The fair value adjustment reclassifies the property as an investment property rather than a property held for resale following the change in management of the property.
Acquisition related costs
The Group incurred acquisition related costs of £401,491 related to professional fees paid for due diligence, general professional fees and legal related costs. These costs have been included in administrative expenses in the Group’s consolidated income statement.
Effect on Group results of the acquisitions
If both these acquisitions had occurred on 1 April 2015, Group revenue would have been an estimated £16.7m and Group profit before tax would have been an estimated £13.0m. In determining these amounts, management has assumed that the fair value adjustments that arose on the date of acquisition would have been the same if the acquisition occurred on 1 April 2015.
Dering Properties (Sutton) Limited
The acquisition of Dering Properties (Sutton) Limited was made on 17 August 2015. The directors have taken the view that this acquisition had similar attributes to that of an asset purchase rather than a business combination and therefore the value of the asset at the acquisition date amounting to £3,925,000 has been added to the additions within investment properties together with the costs of the acquisition amounting to £104,684.
Acquisition in year ended 31 March 2015
On 26 August 2014 the Group acquired 100% of the share capital of Property Investment Holdings Limited (PIH) for a consideration of £3,613,828. The consideration was satisfied by issuing 1,103,459 ordinary 10p shares at a fair value price of £3.275. PIH is a property investment company which was acquired to expand the Group’s property portfolio.

» **Supplied material**:

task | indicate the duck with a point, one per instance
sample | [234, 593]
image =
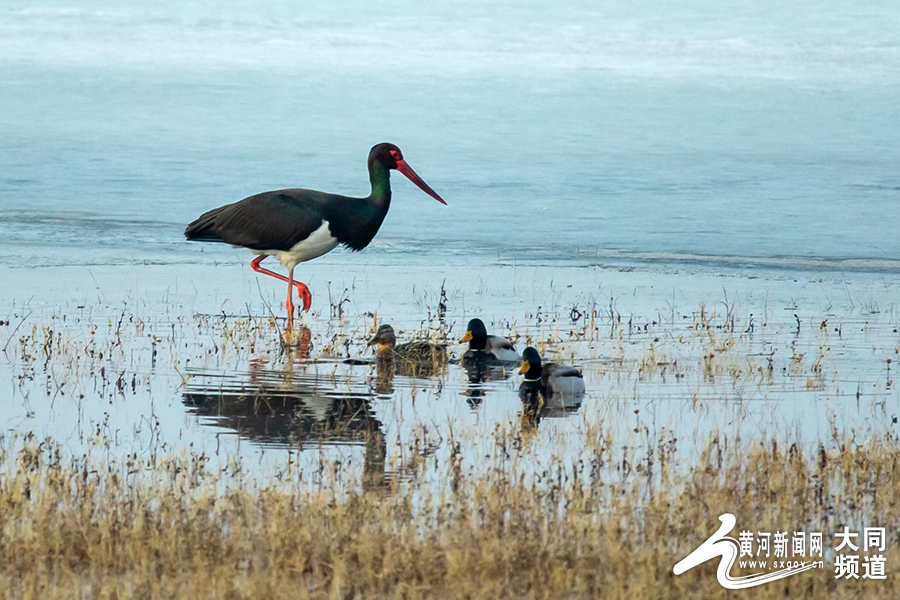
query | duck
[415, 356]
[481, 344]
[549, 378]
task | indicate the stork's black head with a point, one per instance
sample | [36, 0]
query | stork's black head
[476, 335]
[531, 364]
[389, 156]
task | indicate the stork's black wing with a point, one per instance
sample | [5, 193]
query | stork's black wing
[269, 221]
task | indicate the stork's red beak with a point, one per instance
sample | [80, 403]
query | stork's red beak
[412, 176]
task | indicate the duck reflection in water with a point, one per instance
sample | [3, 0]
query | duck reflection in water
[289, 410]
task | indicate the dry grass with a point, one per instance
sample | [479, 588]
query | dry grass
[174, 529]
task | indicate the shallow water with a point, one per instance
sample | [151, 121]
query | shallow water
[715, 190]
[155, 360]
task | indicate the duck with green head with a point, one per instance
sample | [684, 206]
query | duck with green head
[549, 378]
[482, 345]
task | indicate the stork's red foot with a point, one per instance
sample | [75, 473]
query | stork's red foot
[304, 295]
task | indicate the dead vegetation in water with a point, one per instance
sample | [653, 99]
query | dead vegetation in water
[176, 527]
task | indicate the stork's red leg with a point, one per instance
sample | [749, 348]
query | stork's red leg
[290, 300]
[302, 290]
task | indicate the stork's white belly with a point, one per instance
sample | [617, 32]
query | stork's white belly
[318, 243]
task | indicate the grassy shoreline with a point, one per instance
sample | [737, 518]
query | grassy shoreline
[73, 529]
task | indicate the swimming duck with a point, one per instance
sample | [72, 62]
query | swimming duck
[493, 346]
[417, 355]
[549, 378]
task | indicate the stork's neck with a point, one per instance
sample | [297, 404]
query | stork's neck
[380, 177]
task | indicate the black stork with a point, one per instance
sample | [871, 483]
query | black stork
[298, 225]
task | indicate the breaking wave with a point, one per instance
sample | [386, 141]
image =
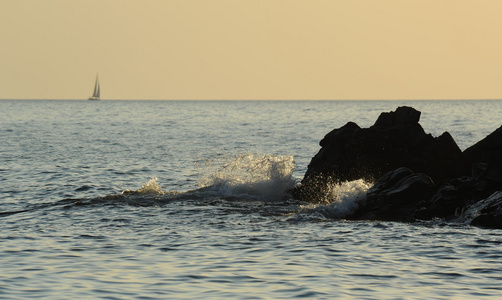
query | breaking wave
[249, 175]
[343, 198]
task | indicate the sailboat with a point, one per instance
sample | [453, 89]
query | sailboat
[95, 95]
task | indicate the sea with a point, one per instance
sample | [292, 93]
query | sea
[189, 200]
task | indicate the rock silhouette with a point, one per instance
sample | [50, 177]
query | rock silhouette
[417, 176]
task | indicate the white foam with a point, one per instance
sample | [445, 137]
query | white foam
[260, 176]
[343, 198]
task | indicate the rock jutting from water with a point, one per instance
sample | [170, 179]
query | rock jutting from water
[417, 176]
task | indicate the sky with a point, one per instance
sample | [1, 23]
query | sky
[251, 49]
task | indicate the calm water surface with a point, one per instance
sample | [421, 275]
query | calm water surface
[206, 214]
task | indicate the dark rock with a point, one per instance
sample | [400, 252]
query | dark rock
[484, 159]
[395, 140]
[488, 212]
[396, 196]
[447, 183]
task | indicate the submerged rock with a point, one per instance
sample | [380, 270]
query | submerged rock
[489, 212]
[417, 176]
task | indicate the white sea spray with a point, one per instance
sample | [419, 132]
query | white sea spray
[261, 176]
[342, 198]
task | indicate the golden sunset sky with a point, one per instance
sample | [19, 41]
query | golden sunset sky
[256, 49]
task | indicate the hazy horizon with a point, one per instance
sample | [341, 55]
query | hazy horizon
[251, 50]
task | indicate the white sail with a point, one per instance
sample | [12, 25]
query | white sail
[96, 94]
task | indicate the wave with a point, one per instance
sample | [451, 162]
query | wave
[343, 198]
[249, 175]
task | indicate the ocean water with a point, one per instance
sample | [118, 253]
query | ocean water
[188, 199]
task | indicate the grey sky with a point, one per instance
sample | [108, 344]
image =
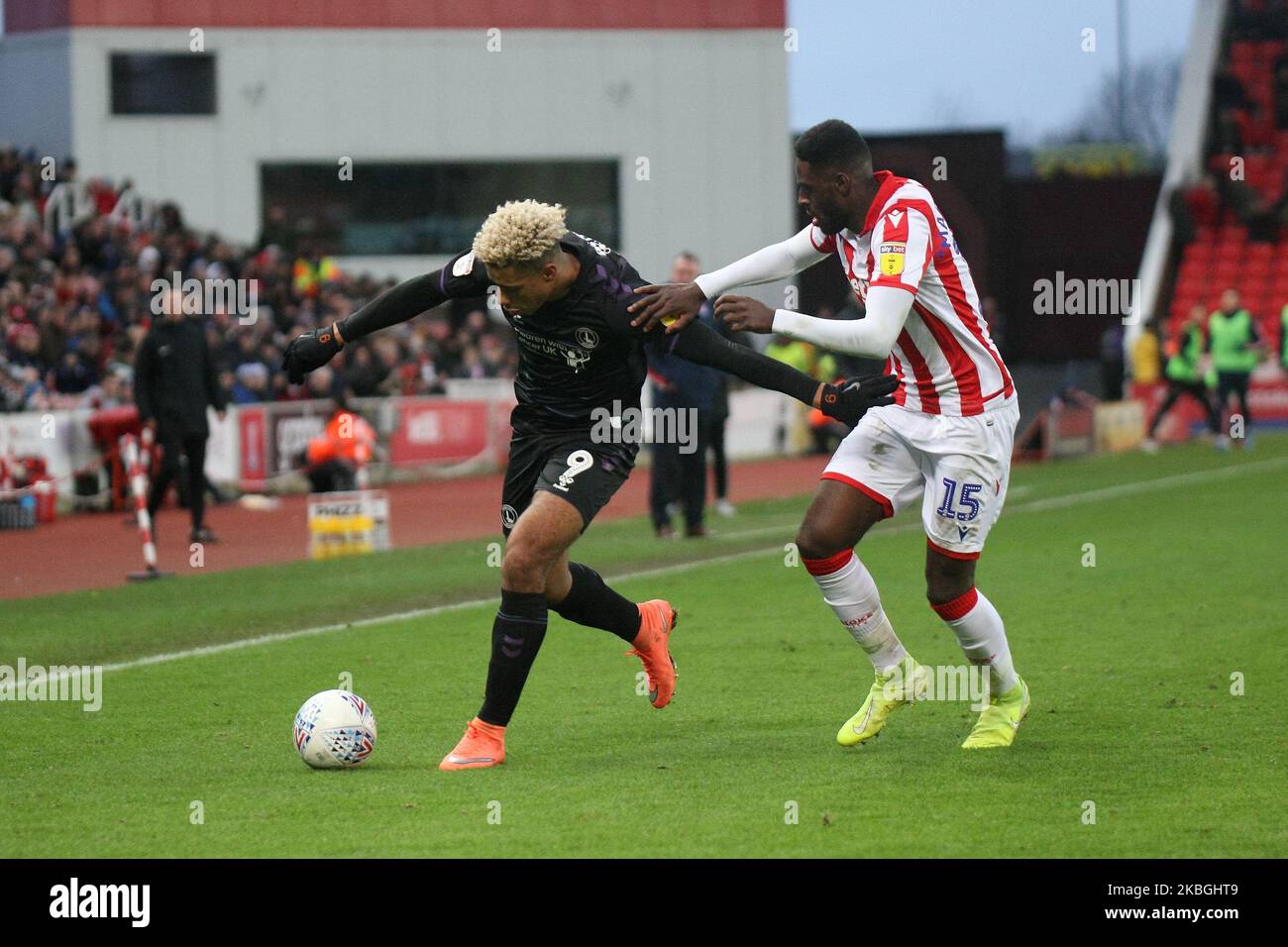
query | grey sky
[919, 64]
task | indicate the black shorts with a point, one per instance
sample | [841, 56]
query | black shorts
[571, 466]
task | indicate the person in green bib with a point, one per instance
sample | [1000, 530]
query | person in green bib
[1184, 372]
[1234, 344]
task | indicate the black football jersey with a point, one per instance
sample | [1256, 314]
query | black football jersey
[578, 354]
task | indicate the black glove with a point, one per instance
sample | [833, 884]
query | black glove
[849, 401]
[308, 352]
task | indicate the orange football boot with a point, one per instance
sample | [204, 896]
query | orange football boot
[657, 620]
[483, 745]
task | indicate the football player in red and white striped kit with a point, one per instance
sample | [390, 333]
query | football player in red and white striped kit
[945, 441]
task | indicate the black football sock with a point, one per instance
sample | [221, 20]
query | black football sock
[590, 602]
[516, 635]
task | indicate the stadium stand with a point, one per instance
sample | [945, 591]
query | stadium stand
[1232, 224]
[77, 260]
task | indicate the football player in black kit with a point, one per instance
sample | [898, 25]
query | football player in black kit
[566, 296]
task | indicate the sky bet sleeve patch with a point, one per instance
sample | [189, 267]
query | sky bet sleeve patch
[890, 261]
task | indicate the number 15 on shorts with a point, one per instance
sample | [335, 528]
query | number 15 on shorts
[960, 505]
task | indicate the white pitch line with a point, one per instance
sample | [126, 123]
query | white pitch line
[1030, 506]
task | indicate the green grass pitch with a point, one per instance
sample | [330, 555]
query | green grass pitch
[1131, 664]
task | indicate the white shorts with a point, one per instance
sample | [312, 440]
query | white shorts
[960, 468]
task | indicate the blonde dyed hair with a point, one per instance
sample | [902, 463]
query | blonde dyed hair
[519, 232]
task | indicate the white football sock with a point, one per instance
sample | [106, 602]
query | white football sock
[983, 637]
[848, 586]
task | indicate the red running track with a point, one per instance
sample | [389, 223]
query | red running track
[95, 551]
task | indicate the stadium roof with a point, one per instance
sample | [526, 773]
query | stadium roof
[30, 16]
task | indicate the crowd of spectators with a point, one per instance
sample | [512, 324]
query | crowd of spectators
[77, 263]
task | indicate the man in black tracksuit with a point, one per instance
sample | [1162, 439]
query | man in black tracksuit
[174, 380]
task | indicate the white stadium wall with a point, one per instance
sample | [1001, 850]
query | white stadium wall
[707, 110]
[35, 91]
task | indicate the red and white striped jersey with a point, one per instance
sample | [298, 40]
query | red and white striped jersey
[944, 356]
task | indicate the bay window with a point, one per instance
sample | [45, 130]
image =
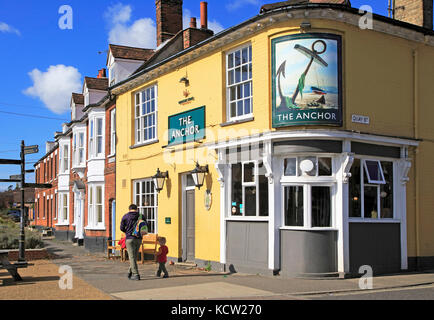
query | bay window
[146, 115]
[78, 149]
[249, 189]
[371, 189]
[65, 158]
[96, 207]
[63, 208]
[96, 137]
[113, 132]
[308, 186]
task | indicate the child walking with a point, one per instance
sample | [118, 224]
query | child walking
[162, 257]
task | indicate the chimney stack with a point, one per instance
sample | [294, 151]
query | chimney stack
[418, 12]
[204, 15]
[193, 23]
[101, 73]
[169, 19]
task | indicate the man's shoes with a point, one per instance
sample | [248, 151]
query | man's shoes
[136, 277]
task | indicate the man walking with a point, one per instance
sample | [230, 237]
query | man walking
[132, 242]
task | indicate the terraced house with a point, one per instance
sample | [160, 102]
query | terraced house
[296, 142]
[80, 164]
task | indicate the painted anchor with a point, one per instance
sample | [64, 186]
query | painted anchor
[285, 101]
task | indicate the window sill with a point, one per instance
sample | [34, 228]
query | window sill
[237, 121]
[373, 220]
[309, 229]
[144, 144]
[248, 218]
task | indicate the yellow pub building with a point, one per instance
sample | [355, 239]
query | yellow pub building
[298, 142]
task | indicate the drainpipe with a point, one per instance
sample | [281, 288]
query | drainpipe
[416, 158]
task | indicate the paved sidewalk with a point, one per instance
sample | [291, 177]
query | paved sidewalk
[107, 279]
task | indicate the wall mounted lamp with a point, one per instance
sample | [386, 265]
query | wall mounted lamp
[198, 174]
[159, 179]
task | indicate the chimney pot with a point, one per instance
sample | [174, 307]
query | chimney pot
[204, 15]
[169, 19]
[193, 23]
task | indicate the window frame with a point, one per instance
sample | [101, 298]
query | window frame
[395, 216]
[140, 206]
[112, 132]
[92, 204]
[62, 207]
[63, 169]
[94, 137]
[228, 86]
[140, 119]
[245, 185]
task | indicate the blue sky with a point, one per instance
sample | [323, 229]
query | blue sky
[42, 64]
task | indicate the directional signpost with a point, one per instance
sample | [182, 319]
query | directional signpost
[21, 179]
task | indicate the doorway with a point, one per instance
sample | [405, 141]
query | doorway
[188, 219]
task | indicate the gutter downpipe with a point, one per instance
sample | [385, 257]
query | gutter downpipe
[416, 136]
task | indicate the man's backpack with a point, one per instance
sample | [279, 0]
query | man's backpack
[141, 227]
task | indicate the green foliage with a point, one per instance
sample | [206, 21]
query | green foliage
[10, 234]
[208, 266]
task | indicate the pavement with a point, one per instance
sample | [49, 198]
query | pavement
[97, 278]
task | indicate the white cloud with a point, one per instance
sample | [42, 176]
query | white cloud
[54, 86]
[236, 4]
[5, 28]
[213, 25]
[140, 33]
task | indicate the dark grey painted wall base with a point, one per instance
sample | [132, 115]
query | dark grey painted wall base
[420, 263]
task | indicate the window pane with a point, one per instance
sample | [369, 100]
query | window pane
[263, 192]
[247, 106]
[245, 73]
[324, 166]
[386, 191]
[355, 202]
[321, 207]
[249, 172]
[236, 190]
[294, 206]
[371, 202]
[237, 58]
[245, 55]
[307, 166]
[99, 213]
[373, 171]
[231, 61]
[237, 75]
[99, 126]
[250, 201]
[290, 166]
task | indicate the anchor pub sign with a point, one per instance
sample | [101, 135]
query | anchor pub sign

» **Required work**:
(A) List every distinct calendar date that appears in the note on Group acquisitions, giving each one once.
(B) Continue the note on Group acquisitions, starting after its last sentence.

» **Response list**:
(A)
1 April 2015
17 August 2015
31 March 2015
26 August 2014

(B)
The acquired subsidiary contributed £4,102,851 to the profit before tax of the Group. If this acquisition had occurred on 1 April 2014, Group revenue would have been an estimated £9.7m and Group profit before tax would have been an estimated £14.4m. In determining these amounts, management has assumed that the fair value adjustments that arose on the date of acquisition would have been the same if the acquisition occurred on 1 April 2014.
Deferred tax asset amounting to £273,029 was recognised as a fair value adjustment at the acquisition date being management’s estimate, based on budgets and forecasts, of the future utilisation of tax losses of approximately £9m that were available to carry forward following the refinancing of the bank loans of the PIH which took place at acquisition. The deferred tax asset was increased to £500,000 at 31 March 2015 as a result of the restructuring of PIH and the repayment of £10m of intra group loans which has resulted in increasing the anticipated future annual profits of PIH.
No deferred tax has been recognised on the adjustments to fair value as a result of the historical cost of the investment properties exceeding their fair value.
The fair value of the investment properties at acquisition was based on a valuation performed at the time of the acquisition amounting to £32,020,000 obtained from DTZ Debenham Tie Leung Limited less a lease incentive balance which has been included in prepayments amounting to £278,901.
A fair value adjustment to prepayments amounting to £278,901 was made to bring the revenue recognition policy of PIH into line with that of the Group so that the rental income from investment properties leased out under operating leases is recognised in the Income Statement on a straight-line basis over the term of the lease.
Acquisition related costs
The Group incurred acquisition related costs of £638,668 related to professional fees paid for due diligence, general professional fees and legal related costs. These costs have been included in administrative expenses in the Group’s consolidated income statement.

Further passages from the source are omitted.